» Problem requirements: The entries below are to be repeated exactly as they stand.

[Object location annotation data]
########################################

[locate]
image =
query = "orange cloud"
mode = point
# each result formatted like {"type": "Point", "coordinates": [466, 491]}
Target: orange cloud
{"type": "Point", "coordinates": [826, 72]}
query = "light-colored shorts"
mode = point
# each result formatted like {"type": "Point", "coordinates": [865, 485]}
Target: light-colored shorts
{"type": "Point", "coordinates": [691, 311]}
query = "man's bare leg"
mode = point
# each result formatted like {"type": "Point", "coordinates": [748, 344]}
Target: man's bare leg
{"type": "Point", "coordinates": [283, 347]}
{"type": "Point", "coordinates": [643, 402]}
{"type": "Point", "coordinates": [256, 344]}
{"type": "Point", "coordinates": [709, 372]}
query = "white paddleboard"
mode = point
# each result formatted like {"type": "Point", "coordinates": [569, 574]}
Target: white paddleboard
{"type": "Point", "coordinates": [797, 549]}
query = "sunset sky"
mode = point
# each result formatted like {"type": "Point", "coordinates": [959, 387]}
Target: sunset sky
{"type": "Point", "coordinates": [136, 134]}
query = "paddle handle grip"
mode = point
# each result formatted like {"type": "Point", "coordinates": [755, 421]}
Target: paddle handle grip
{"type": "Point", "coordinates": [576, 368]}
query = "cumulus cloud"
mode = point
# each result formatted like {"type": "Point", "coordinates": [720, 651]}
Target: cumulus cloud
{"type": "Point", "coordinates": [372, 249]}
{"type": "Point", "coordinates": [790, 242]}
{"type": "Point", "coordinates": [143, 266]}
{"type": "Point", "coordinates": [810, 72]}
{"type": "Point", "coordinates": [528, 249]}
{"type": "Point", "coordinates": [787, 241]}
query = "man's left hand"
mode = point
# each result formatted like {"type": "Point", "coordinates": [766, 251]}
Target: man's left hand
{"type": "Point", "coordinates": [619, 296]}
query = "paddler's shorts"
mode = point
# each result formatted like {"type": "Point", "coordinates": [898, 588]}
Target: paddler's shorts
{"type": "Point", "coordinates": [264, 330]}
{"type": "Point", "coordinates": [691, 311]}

########################################

» Solution:
[locate]
image =
query = "orange cloud"
mode = point
# each result formatted like {"type": "Point", "coordinates": [466, 491]}
Target: orange cloud
{"type": "Point", "coordinates": [826, 72]}
query = "light-colored shorts"
mode = point
# each result formatted like {"type": "Point", "coordinates": [865, 485]}
Target: light-colored shorts
{"type": "Point", "coordinates": [691, 311]}
query = "man's bare leg"
mode = point
# each result formatted like {"type": "Point", "coordinates": [748, 344]}
Target: man's bare leg
{"type": "Point", "coordinates": [283, 347]}
{"type": "Point", "coordinates": [643, 402]}
{"type": "Point", "coordinates": [256, 344]}
{"type": "Point", "coordinates": [709, 372]}
query = "white paddleboard"
mode = point
# each result formatted like {"type": "Point", "coordinates": [569, 574]}
Target: white paddleboard
{"type": "Point", "coordinates": [797, 549]}
query = "sunset sky"
mode = point
# each result formatted like {"type": "Point", "coordinates": [959, 387]}
Target: sunset sky
{"type": "Point", "coordinates": [136, 134]}
query = "paddle handle grip"
mode = point
# each result formatted like {"type": "Point", "coordinates": [755, 421]}
Target: paddle handle grip
{"type": "Point", "coordinates": [576, 368]}
query = "cumulus cloud"
mode = point
# each result formatted like {"type": "Point", "coordinates": [720, 651]}
Target: cumulus cloud
{"type": "Point", "coordinates": [372, 249]}
{"type": "Point", "coordinates": [790, 242]}
{"type": "Point", "coordinates": [143, 266]}
{"type": "Point", "coordinates": [810, 72]}
{"type": "Point", "coordinates": [528, 249]}
{"type": "Point", "coordinates": [787, 241]}
query = "man's left hand"
mode = point
# each result formatted like {"type": "Point", "coordinates": [766, 251]}
Target: man's left hand
{"type": "Point", "coordinates": [619, 296]}
query = "paddler's shorts"
mode = point
# each result formatted like {"type": "Point", "coordinates": [898, 588]}
Target: paddler's shorts
{"type": "Point", "coordinates": [264, 330]}
{"type": "Point", "coordinates": [691, 311]}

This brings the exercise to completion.